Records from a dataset
------

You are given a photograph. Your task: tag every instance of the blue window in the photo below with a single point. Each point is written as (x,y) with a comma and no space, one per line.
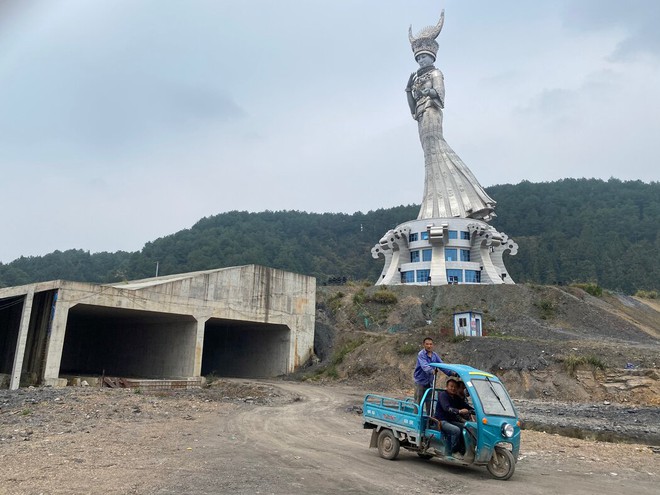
(426,254)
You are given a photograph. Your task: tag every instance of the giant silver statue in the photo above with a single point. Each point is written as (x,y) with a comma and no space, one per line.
(450,188)
(450,242)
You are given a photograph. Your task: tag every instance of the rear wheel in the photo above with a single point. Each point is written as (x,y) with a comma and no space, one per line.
(502,464)
(388,445)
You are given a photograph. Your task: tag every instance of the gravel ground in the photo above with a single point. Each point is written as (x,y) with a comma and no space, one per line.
(241,436)
(603,421)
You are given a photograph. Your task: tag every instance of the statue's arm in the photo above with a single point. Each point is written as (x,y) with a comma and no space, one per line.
(439,87)
(411,100)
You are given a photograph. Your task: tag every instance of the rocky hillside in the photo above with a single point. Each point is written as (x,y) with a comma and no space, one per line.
(545,342)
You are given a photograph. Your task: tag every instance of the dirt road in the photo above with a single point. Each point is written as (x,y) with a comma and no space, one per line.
(266,437)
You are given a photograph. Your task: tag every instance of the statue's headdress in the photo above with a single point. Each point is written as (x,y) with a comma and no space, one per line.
(425,42)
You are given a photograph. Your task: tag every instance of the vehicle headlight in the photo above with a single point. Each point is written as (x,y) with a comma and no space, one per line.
(507,430)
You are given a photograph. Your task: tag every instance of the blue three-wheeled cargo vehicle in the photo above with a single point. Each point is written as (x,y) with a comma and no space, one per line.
(491,435)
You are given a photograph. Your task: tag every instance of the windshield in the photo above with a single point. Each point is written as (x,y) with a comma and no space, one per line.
(494,398)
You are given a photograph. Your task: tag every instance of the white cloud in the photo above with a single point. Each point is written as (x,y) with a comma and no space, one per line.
(124,121)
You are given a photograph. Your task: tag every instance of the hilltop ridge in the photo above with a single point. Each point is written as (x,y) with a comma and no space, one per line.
(546,342)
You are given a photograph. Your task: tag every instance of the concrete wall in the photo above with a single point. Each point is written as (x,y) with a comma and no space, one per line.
(156,327)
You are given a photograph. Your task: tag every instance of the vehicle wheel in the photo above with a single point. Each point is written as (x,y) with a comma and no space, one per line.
(388,445)
(502,464)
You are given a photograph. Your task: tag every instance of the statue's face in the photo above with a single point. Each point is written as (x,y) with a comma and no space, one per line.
(424,60)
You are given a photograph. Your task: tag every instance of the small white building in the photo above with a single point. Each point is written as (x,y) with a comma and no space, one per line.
(468,323)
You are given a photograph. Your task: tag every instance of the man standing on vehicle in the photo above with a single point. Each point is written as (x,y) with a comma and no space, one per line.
(423,373)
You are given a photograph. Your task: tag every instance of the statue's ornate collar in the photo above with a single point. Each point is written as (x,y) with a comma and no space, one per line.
(424,70)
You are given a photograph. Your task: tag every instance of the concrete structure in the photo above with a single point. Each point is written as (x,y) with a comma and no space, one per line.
(468,323)
(451,241)
(241,321)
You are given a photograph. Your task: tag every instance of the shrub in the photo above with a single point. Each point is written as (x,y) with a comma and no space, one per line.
(590,288)
(547,309)
(347,348)
(384,296)
(359,297)
(572,363)
(334,302)
(407,349)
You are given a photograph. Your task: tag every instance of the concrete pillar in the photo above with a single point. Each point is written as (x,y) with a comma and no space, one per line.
(55,346)
(21,341)
(199,345)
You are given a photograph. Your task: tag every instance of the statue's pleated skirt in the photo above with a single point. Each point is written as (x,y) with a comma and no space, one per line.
(450,188)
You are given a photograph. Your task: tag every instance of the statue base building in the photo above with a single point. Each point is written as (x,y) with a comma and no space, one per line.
(441,251)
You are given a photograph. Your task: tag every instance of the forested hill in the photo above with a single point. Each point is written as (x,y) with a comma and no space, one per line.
(572,230)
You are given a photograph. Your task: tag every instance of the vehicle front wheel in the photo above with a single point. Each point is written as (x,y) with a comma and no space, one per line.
(502,464)
(388,445)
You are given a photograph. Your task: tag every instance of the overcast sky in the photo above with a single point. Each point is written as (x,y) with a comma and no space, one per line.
(122,121)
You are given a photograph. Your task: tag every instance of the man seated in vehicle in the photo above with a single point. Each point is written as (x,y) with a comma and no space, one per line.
(452,412)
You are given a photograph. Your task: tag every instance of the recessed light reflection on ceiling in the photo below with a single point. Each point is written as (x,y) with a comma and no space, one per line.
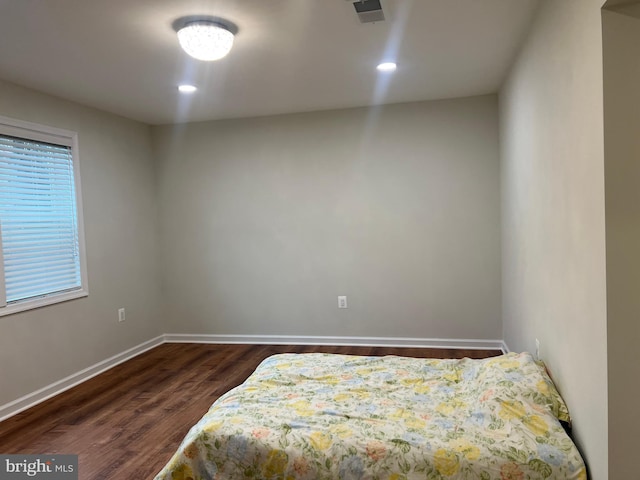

------

Pull out every line of the listing above that contains the word "overcast", treating uppercase and lowercase as different.

You are given a photograph. Your task: tag every instance of the overcast sky in the photo above with a single point. Each point is written as (x,y) with a comma and no space, one per line.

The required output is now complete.